### REQUIRED WORK
1. Retype the passage on salmon farming between "Scottish Sea Farms" and "are other concerns.", inclusive.
2. Translate this sentence from the passage on salmon farming into Spanish: "There wasn't really a problem until the farms produced one."
3. Condense the paragraph of the passage on salmon farming that begins "Scottish Sea Farms themselves reported" into a single shorter sentence that keeps its main facts.

### SELECTED PASSAGE
= Beginning of Section =

So before you cheer too loudly, think about where all these medicines end up – in our seas or on your dinner plate?

It's true ‘fish welfare and survival' needs to improve. Fellow farmers *Mowi lost 737,000 salmon – that's 2,600 tonnes – from local farms in a three-month period recently, due to algal blooms and fish health problems.

Scottish Sea Farms themselves reported 47 instances of fish deaths, totalling 356,082 fish during 2017, but by no means all of these were from gill health issues. There are other concerns.

‘Water quality' may be ‘monitored daily', but then it surely needs to be with so many treatment chemicals, waste fish food and fish excrement going from the farms to the sea. There wasn't really a problem until the farms produced one. Admittedly, the more dangerous substances are restricted, but not ‘harmless' ones like hydrogen peroxide (that's bleach, to you and me), which is unregulate­d and can be used in large quantities.

= End of Section =

### EXCERPTED RECORDS
= Beginning of Section =

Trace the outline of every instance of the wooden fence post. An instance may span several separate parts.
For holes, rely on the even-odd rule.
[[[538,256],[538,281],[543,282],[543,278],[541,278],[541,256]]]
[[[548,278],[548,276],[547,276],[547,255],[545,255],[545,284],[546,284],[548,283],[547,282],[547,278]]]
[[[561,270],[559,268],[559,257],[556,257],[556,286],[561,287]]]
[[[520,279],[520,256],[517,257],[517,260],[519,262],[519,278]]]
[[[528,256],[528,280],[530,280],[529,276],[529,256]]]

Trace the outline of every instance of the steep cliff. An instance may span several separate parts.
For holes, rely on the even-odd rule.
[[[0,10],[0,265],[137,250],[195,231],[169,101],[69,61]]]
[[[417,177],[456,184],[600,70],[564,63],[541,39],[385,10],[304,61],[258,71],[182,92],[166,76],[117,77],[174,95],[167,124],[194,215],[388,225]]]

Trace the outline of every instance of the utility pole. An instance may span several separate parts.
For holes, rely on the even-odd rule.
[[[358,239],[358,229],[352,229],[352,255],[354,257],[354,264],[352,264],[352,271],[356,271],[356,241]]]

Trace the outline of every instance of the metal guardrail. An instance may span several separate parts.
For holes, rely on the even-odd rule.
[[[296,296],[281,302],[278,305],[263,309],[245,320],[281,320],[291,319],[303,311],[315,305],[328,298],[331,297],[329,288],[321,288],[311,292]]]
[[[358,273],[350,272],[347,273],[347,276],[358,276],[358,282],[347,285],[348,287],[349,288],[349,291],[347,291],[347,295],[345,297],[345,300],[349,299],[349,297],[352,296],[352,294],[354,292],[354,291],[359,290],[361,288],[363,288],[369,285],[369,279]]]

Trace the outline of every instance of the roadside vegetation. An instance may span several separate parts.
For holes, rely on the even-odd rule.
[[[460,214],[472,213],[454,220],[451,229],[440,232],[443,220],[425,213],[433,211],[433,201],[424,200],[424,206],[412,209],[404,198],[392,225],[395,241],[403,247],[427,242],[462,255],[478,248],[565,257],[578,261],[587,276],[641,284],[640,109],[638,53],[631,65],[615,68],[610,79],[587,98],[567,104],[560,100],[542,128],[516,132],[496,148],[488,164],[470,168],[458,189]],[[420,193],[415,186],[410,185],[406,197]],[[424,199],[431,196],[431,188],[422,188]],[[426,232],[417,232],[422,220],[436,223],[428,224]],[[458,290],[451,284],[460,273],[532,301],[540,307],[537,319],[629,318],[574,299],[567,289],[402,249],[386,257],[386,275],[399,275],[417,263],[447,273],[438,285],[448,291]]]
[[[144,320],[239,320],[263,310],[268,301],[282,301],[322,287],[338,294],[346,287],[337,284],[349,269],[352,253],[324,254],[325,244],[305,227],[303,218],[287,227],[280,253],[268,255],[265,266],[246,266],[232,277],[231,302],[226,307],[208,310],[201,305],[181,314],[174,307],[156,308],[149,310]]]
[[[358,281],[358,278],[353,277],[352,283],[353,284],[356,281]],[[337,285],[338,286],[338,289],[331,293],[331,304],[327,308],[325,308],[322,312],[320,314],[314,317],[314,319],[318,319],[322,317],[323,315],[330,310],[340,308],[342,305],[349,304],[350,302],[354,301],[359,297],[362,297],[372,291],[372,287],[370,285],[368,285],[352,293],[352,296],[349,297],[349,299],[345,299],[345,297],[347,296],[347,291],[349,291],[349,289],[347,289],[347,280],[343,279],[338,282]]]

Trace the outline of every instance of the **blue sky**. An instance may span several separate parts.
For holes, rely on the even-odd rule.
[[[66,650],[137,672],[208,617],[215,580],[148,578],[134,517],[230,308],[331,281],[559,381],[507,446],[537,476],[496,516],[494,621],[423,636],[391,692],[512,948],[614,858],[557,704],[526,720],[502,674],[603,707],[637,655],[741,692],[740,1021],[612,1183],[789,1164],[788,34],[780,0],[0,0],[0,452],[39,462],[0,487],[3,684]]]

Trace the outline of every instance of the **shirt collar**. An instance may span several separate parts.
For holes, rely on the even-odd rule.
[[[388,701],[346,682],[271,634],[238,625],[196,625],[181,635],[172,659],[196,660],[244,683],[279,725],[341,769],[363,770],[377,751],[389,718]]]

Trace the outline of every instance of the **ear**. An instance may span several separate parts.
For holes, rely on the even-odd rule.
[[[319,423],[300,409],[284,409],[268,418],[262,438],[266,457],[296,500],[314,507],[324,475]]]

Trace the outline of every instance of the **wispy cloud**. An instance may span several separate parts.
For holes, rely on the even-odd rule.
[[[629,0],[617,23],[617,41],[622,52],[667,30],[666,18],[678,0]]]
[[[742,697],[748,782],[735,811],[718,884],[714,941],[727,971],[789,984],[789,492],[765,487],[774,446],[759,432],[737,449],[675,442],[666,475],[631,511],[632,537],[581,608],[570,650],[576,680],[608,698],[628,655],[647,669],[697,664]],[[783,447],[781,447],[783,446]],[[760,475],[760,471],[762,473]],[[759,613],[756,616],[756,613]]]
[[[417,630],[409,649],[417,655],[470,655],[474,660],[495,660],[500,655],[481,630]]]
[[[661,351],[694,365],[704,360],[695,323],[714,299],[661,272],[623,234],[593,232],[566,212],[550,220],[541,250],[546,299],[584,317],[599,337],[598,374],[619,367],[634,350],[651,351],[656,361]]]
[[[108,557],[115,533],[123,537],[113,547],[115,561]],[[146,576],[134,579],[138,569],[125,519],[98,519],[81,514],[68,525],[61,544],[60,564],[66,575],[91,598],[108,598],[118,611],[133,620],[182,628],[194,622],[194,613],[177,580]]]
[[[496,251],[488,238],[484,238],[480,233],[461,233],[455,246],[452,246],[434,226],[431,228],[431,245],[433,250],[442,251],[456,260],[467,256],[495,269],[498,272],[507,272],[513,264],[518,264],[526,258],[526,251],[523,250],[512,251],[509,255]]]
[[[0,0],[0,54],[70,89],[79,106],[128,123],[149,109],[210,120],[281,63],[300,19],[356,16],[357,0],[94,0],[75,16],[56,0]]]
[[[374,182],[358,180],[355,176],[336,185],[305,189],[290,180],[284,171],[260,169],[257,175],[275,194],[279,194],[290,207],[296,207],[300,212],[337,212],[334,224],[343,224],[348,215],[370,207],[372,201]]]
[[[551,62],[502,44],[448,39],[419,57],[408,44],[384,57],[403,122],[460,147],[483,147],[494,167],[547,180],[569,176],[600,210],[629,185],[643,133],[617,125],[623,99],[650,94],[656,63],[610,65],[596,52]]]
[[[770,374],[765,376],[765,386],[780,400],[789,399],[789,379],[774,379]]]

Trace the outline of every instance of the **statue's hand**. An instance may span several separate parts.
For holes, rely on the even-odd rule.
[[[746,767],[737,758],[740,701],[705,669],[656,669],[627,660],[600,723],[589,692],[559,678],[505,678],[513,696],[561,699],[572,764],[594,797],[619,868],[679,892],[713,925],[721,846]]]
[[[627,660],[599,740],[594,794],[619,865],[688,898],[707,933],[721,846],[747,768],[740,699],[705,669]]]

= End of Section =

### ANSWERS GIVEN
1.
Scottish Sea Farms themselves reported 47 instances of fish deaths, totalling 356,082 fish during 2017, but by no means all of these were from gill health issues. There are other concerns.

2. En realidad no había ningún problema hasta que las granjas lo produjeron.

3. In 2017 Scottish Sea Farms reported 47 instances of fish deaths totaling 356,082 fish, not all from gill health issues, and there are other concerns.